Counter to that: CSPI supports its rebuttal with a statement that “the overwhelming majority” of the 7,700 comments to its citizen petition, submitted to FDA in August 2022, backed the petition’s request for such front-of-package nutrition labeling (FOPNL) of added sugar, sodium, and saturated fat. With a focus on both the CBA/FMI legal and scientific foci, the CSPI arguments dispute the CBA/FMI assertion of FDA’s lack of authority to mandate the labeling, stating that “mandatory FOPNL is a natural outgrowth of the nutrition labeling that FDA already regulates” and that the CBA/FMI “arguments only affirm that FDA has both authority and a sound scientific basis to move forward expeditiously with a rulemaking to require such labeling.”
Responding to the science cited by CBA/FMI, CSPI countered the CBA/FMI’s “few studies,” that an FOPNL would have no meaningful effect on consumers’ overall diet, with the CSPI petition’s inclusion of a “systematic review of more than 300 experimental studies.”

Records from a point labeling set:

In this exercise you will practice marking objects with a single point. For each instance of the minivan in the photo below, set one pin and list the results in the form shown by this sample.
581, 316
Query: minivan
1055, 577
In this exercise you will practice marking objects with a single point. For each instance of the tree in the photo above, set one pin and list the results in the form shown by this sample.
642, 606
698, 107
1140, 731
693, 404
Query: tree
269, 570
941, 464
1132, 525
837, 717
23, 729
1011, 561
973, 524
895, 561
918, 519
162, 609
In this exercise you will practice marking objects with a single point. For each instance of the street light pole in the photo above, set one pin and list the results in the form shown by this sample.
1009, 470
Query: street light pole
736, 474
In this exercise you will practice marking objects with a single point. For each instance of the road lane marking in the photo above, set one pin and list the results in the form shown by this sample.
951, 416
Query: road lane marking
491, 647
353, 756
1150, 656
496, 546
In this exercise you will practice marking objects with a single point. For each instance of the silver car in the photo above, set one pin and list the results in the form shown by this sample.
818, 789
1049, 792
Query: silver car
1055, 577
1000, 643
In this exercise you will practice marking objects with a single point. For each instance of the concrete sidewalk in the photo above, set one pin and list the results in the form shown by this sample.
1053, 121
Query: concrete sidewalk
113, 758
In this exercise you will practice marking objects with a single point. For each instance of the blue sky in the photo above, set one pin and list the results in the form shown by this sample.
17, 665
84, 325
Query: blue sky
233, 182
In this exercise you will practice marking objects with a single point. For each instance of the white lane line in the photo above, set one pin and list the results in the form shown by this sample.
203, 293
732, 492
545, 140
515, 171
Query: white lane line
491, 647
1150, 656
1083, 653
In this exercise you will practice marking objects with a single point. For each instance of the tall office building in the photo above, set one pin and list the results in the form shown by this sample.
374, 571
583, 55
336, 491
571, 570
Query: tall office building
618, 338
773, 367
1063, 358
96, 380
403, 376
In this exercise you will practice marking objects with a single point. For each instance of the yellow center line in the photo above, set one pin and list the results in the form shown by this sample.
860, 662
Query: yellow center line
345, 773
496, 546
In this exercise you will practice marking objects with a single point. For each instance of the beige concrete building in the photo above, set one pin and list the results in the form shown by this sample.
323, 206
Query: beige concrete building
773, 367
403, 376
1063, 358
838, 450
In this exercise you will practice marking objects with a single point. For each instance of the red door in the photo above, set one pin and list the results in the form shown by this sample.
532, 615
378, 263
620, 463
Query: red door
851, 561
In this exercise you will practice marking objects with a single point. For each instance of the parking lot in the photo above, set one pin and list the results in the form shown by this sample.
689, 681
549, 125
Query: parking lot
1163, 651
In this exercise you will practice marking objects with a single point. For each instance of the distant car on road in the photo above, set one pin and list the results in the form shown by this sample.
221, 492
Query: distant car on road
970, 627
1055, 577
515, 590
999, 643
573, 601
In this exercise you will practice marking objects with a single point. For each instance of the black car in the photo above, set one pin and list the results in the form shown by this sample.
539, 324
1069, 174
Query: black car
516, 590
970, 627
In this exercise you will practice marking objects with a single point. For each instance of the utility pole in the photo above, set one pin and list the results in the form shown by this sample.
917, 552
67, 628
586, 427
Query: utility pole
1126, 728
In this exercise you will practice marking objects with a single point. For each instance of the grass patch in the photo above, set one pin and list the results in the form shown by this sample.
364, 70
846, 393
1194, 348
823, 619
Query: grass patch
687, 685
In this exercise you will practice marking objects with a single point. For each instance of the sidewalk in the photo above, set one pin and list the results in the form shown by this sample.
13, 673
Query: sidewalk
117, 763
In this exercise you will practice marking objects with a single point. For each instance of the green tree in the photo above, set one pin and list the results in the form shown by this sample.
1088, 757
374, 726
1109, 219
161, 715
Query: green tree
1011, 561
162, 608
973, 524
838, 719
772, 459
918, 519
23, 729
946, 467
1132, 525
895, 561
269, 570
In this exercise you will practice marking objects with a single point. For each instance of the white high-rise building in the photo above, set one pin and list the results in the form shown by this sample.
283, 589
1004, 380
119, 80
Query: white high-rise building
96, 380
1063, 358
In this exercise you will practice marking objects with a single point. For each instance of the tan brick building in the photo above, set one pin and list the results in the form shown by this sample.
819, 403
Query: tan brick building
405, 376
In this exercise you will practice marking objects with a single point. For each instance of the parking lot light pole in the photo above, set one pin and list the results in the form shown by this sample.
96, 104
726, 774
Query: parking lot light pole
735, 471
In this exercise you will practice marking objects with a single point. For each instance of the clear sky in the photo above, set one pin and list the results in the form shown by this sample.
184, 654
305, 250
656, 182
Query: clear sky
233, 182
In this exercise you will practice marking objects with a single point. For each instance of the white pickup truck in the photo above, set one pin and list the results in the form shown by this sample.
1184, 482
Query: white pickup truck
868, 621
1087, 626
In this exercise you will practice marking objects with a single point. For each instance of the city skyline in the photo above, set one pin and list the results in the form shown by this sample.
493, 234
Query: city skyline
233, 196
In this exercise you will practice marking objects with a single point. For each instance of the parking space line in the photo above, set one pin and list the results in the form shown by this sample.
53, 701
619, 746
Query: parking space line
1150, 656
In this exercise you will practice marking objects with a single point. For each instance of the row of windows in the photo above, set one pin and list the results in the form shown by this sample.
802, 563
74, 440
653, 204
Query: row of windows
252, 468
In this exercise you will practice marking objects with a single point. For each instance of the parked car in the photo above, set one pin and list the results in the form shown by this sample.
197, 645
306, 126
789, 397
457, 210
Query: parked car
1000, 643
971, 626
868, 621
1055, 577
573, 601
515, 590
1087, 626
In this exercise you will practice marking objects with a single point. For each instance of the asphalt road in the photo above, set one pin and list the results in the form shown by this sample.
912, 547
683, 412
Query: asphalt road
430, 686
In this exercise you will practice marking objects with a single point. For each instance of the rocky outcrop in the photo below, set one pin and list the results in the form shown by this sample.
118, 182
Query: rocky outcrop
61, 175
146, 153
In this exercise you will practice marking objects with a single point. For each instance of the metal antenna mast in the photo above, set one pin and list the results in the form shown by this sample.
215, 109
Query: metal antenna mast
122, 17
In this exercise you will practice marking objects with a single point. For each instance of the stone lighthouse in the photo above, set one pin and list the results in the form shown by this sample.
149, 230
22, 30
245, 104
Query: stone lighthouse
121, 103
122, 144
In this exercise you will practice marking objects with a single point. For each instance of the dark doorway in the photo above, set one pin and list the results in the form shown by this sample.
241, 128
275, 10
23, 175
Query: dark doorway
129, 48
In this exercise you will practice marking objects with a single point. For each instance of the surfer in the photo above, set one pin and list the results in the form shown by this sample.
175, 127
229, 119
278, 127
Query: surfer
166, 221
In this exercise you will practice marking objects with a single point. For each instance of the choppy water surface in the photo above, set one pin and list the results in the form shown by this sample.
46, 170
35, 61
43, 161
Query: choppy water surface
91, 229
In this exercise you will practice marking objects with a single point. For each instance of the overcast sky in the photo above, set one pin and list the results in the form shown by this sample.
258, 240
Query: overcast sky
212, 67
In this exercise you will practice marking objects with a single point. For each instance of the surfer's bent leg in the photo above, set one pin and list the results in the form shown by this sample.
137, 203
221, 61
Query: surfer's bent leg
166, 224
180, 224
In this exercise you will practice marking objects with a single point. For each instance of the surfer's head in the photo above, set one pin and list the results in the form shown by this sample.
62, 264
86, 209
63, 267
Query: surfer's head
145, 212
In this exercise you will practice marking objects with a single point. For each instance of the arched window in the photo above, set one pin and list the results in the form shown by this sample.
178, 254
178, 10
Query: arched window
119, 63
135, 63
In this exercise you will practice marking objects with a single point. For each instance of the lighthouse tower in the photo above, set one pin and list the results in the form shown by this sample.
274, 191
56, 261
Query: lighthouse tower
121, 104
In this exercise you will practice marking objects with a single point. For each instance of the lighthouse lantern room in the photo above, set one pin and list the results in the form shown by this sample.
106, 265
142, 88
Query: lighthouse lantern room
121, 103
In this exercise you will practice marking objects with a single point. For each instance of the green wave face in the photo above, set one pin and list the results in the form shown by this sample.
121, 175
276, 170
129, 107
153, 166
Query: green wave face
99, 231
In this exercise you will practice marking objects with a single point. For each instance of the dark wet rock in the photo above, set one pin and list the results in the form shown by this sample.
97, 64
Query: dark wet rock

Instruction. Write the next part of the passage on front-of-package nutrition labeling, picking up after its final sentence. None of the entries are needed here.

Response for this exercise.
Concluding that “FDA has clear authority to require FOPNL” and that the “expansive body of scientific evidence [demonstrates] the efficacy of interpretive, nutrient-specific FOPNL at improving food choices and informing consumers,” CSPI closed with “FDA is on solid ground and should proceed with this bold effort to support consumer education and public health.”
With CSPI’s stance being supported by responses to a recent poll, along with a number of public health and consumer organizations, it will be interesting to continue to watch this space, how the two sides play out, and where FDA takes it from here. We will continue to track this debate and provide updates as applicable in the future.